* _WHAT YOU ARE ASKED TO DO_
Reproduce the material below, switching every "point to" to "mark" and leaving everything else unchanged. Omit the pictures from your answer.

* _WORKING DATA_

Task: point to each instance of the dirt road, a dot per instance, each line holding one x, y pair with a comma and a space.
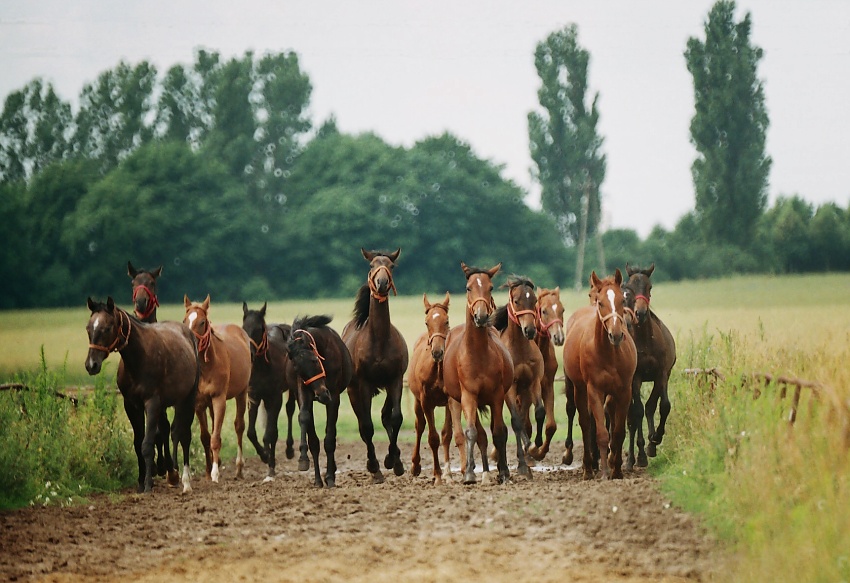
555, 527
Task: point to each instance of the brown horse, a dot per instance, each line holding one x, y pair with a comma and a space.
656, 356
600, 361
225, 371
321, 363
517, 325
145, 303
550, 333
159, 368
268, 383
380, 358
479, 371
425, 380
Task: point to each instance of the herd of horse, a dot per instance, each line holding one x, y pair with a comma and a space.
500, 355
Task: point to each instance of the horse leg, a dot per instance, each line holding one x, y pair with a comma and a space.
239, 428
392, 418
291, 401
136, 416
219, 406
330, 440
308, 428
181, 431
273, 405
419, 423
518, 425
153, 408
361, 401
570, 391
253, 409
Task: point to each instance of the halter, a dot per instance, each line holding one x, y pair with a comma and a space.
373, 288
152, 302
312, 342
118, 337
261, 349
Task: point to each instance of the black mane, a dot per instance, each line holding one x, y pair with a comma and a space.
361, 306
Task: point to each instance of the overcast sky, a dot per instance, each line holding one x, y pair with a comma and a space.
406, 70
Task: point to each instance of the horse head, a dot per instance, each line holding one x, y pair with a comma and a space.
108, 330
550, 314
638, 290
197, 319
437, 324
609, 305
145, 301
522, 305
479, 292
307, 361
381, 267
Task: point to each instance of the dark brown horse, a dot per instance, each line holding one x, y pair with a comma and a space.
478, 371
599, 362
656, 351
225, 371
550, 333
425, 379
267, 385
517, 325
379, 354
159, 368
322, 365
145, 303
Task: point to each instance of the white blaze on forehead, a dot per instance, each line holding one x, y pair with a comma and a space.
611, 296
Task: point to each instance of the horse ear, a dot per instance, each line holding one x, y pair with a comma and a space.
618, 277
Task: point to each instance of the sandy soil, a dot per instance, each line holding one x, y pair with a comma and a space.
555, 527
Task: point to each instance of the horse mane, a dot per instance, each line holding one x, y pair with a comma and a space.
304, 322
499, 318
361, 306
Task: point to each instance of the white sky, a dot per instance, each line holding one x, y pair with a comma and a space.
407, 70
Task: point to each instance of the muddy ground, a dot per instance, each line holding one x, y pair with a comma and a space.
555, 527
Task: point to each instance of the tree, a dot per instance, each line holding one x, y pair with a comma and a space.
565, 145
728, 128
34, 130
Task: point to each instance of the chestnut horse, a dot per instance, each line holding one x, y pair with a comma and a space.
225, 372
159, 368
425, 380
517, 325
321, 363
145, 303
478, 371
267, 385
599, 361
379, 354
550, 333
656, 356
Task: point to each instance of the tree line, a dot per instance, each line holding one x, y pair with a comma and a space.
215, 171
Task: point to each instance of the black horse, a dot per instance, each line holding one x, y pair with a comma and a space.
145, 303
159, 368
322, 365
268, 383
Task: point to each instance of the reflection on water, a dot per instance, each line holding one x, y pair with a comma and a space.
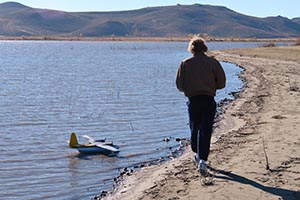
122, 91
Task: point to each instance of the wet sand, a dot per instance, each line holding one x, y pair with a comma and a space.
255, 151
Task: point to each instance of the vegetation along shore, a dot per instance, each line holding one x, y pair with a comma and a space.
255, 152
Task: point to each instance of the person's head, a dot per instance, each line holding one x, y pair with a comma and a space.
197, 44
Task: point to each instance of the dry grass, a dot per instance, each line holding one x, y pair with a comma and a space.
276, 53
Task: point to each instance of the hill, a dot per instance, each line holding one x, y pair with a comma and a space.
168, 21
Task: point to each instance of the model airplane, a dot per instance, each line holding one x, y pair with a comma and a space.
93, 146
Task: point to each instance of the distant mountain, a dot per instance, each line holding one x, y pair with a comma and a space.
297, 20
168, 21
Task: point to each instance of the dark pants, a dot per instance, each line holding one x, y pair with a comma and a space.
202, 110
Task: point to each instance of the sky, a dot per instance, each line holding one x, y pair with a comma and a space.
257, 8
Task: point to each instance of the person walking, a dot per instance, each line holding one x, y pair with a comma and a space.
198, 77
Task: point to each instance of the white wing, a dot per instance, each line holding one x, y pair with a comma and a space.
108, 147
89, 139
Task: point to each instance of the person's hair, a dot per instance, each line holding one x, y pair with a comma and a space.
197, 44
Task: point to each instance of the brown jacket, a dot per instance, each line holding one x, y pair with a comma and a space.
200, 75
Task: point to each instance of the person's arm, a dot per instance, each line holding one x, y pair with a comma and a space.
180, 77
220, 76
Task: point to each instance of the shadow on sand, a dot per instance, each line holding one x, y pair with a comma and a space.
285, 194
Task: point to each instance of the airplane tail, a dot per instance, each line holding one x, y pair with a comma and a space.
73, 142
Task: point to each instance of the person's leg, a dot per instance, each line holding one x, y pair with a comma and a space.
206, 128
194, 123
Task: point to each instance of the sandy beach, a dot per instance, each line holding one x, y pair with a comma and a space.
255, 151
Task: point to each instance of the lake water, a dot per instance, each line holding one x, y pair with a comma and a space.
122, 91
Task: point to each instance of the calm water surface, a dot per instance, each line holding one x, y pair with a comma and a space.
122, 91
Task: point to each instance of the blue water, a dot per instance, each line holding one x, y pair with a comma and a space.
122, 91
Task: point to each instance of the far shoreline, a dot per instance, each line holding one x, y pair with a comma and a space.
142, 39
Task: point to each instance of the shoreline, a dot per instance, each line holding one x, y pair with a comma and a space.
141, 39
254, 147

* _FULL OUTPUT_
Task: mark each instance of the dirt road, a dot per instance, each line holding one x, y pair with a comma and a space.
555, 527
Task: mark each instance of the brown horse, a dot per instance, each line holding one x, y pair with a comma and a space.
656, 356
600, 361
225, 371
321, 363
517, 325
145, 303
550, 333
159, 368
268, 383
380, 358
479, 371
425, 380
Task: mark each instance of the herd of horse, a dot per instance, each line holding one x, y pair with a comma and a space.
500, 355
Task: mark each instance of the horse leg, a dot per instance, each line holding one x, y pair with a comma and a space.
239, 428
392, 418
291, 401
136, 416
219, 406
330, 440
308, 428
181, 431
273, 405
419, 423
518, 425
153, 408
361, 401
570, 391
253, 409
Task: mark each instance of the halter, a dot per instance, each line holding one x, y pair with a comma and a space.
373, 288
152, 302
312, 342
118, 337
261, 349
Task: mark each instance of the black mane, a dot per instance, each line holding one x, y pair with a comma and a space.
361, 306
Task: mark each instance of the overcast sky, a dot per instance, each line holding one x, y pair with a comma and a space.
406, 70
Task: mark each instance of the horse head, a dot per instance, each line holding one x, y pair with a comma and a space.
108, 330
550, 314
638, 290
197, 319
437, 324
609, 305
145, 301
522, 305
479, 292
307, 361
381, 267
Task: mark each instance of the dark brown horse, a dot per instance, each line holding one x, y pair with a comma and a space.
478, 371
599, 362
656, 351
225, 371
550, 333
425, 379
267, 385
517, 325
379, 354
159, 368
322, 365
145, 303
Task: mark each instance of the white blaze on forehead, a dot per instance, each line holding one x, y pair with a comma and a space.
611, 296
Task: mark each instance of the horse ear, a dot per instance, each line holding one x, y pair with a comma and a space.
618, 277
Task: mark each instance of the sandy soil, a dot per instance, each line holding one x, y pair with a comma and a space.
555, 527
Task: mark each instance of the horse mane, a dot per instance, each line holding one x, y pair with a comma and a space.
304, 322
499, 318
361, 306
Task: mark each instance of the white sky, a dot per instance, each line holding one x, y pair with a comma and a space.
407, 70
Task: mark each instance of the muddy ground, a dot per instance, each line holding one x, y pair with a comma and a space.
555, 527
Task: mark each instance of the tree, a dot per instance, each line holding one x, y pair with a comma and a space.
565, 145
728, 128
34, 130
Task: mark each instance of the chestnut horse, a dot per instance, each line holding one x, y pair with a comma and a space.
225, 372
159, 368
425, 380
517, 325
321, 363
145, 303
478, 371
267, 385
599, 361
379, 354
550, 333
656, 356
Task: mark each instance of the tree line, a dot per instance, each line holding one x, y pair with a comma and a space.
215, 171
Task: mark each instance of the black horse, a dot per instance, each line holding one x, y pair with a comma and a space.
145, 303
159, 368
322, 365
268, 383
Task: mark each instance of the reflection on water, a dot per instance, each line holding one x, y pair with a comma and a space.
122, 91
Task: mark each instance of the wet sand, a dot per instance, each line holding one x, y pair with a comma and a space.
255, 151
Task: mark each instance of the vegetation along shore, a dot per instance, each line holding one x, y pair with a comma and a space.
255, 152
Task: mark each instance of the person's head, a dot per instance, each line holding one x, y pair with a comma and a space.
197, 44
Task: mark each instance of the dry grass, a dot per instance, each line holding one x, y pair with a comma and a space.
276, 53
Task: mark each instance of the hill, a dot per instance, each line holding one x, y pair with a comma and a space.
168, 21
Task: mark each instance of the model airplane, a dot per instance, each line holding one x, y pair with a comma and a space.
93, 146
Task: mark each instance of the distant mountain, a dot per instance, each line holding one x, y pair with a comma and a space.
297, 20
168, 21
Task: mark each instance of the dark pants, a dot per instance, each line holding one x, y pair with a comma and a space.
202, 110
Task: mark each instance of the sky, a dot per instance, each line holding one x, y pair with a comma and a space.
257, 8
Task: mark each instance of the person walking, a dot per instance, each line holding one x, y pair with a comma and a space.
198, 77
Task: mark each instance of the white wing, a dot per instance, each line holding one x, y pair with a comma and a space.
108, 147
89, 139
Task: mark each instance of the person's hair, a dot per instance, each line holding one x, y pair with a comma and a space.
197, 44
Task: mark each instance of the brown jacket, a dot per instance, each line holding one x, y pair with a comma and a space.
200, 75
Task: mark each instance of the person's arm, a dot per instance, each line holding one x, y pair with a comma and a space.
180, 77
220, 76
Task: mark each instance of the shadow on sand, a dot per instance, each line holding one x, y pair with a comma and a space.
285, 194
Task: mark each instance of the airplane tail, a dot per instance, each line holding one x, y pair with a comma and a space.
73, 142
Task: mark each instance of the person's leg, a dot per instance, each line holding one x, y pair with a comma and a space.
206, 128
194, 123
Task: mark each instance of the sandy beach, a dot per instance, each line holding one x, y pair with a comma and a space.
255, 151
Task: mark each instance of the lake water, a dot per instance, each line holding one x, y pair with a comma and a space.
122, 91
Task: mark each instance of the calm water surface, a dot per instance, each line holding one x, y pair with a comma and a space.
122, 91
Task: mark each instance of the blue water, a dot per instance, each line holding one x, y pair with a comma and a space.
122, 91
Task: mark each instance of the far shoreline, a dot per instance, each line holding one x, y pair with a comma and a space.
142, 39
Task: mark each instance of the shoreline, a dot per instance, each line holding one x, y pair with a comma and a space.
141, 39
254, 147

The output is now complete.